- _What to do_: Each of the lines below must be written out exactly as shown.

Point-per-instance localization data:
________________________

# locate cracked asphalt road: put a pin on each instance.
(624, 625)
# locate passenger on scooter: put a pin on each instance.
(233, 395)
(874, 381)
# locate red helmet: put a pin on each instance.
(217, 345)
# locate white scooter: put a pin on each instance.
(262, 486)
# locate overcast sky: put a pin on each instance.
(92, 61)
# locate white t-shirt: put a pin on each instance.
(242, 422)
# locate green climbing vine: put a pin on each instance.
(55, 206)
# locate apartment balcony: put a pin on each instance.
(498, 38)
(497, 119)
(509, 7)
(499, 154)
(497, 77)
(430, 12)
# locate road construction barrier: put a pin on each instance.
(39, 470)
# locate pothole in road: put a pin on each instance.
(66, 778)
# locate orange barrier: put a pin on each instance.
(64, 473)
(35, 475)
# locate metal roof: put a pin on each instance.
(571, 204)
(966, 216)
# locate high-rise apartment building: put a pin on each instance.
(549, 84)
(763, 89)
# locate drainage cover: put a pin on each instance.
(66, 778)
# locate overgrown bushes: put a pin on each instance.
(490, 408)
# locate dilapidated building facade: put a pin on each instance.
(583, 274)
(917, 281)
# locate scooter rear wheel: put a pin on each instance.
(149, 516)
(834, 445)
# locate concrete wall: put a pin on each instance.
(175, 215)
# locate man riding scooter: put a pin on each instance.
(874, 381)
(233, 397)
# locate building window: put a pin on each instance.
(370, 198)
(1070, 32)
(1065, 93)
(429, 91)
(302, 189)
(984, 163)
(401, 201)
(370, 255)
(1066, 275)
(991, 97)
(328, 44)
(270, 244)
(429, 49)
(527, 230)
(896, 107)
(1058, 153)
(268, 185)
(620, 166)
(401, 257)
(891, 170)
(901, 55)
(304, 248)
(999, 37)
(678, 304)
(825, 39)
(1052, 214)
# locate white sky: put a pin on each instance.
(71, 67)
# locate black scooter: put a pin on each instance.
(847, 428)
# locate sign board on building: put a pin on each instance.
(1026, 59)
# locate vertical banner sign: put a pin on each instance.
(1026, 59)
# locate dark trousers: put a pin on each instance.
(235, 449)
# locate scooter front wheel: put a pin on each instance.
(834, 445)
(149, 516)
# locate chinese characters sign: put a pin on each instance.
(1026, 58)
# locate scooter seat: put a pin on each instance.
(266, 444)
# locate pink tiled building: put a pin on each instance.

________________________

- _Solution_:
# locate cracked asphalt road: put a pin on each instance.
(624, 625)
# locate passenger on scooter: put a pin on each instance.
(233, 395)
(874, 381)
# locate red helmet: put a pin on each instance.
(217, 345)
# locate white scooter: put a pin on each instance.
(262, 486)
# locate overcast sky: put a pin on each instance.
(92, 61)
# locate white t-shirt: put a pin on each instance.
(242, 422)
# locate green climbing vine: put a pin on each instance.
(55, 206)
# locate apartment balcony: put a pin on each instance.
(498, 38)
(497, 119)
(509, 7)
(499, 154)
(497, 77)
(430, 12)
# locate road construction barrier: put a pin on each instance.
(39, 470)
# locate pothole in road: put a pin on each instance.
(66, 778)
# locate orange barrier: put a pin on each instance.
(64, 473)
(35, 475)
# locate metal roof: put a pin on each instance.
(571, 204)
(966, 216)
# locate high-rise apartment building: put a pin on each instance.
(549, 84)
(763, 89)
# locate drainage cover: put a pin on each instance.
(66, 778)
# locate overgrown bushes: put a pin on each instance.
(490, 408)
# locate dilapidated building facade: put a pin on each instance.
(583, 274)
(917, 281)
# locate scooter rear wheel: put a pin on each instance.
(149, 516)
(834, 445)
# locate concrete wall: put a pin on each instance.
(175, 215)
# locate man riding scooter: put a pin on each instance.
(874, 381)
(233, 397)
# locate building window: put a pin on each instance.
(370, 198)
(1070, 32)
(1065, 93)
(429, 91)
(302, 189)
(984, 163)
(401, 201)
(370, 255)
(1066, 275)
(991, 97)
(328, 44)
(270, 244)
(429, 49)
(527, 230)
(896, 107)
(1058, 153)
(268, 185)
(620, 166)
(401, 257)
(891, 170)
(901, 55)
(304, 248)
(999, 37)
(678, 304)
(825, 39)
(1052, 214)
# locate white sky: put a pin on each instance.
(71, 67)
# locate black scooter: put a pin on each instance.
(847, 428)
# locate sign board on building: put a pin on each instance.
(1026, 59)
# locate vertical banner sign: put a pin on each instance.
(1026, 59)
# locate dark trousers: put a pin on each instance.
(235, 449)
# locate scooter front wheel: put a pin on each instance.
(834, 445)
(149, 516)
# locate chinese characters sign: put a pin on each instance.
(1026, 58)
# locate scooter seat: put a pin on each instance.
(266, 444)
# locate pink tiled building: put a pin on each instance.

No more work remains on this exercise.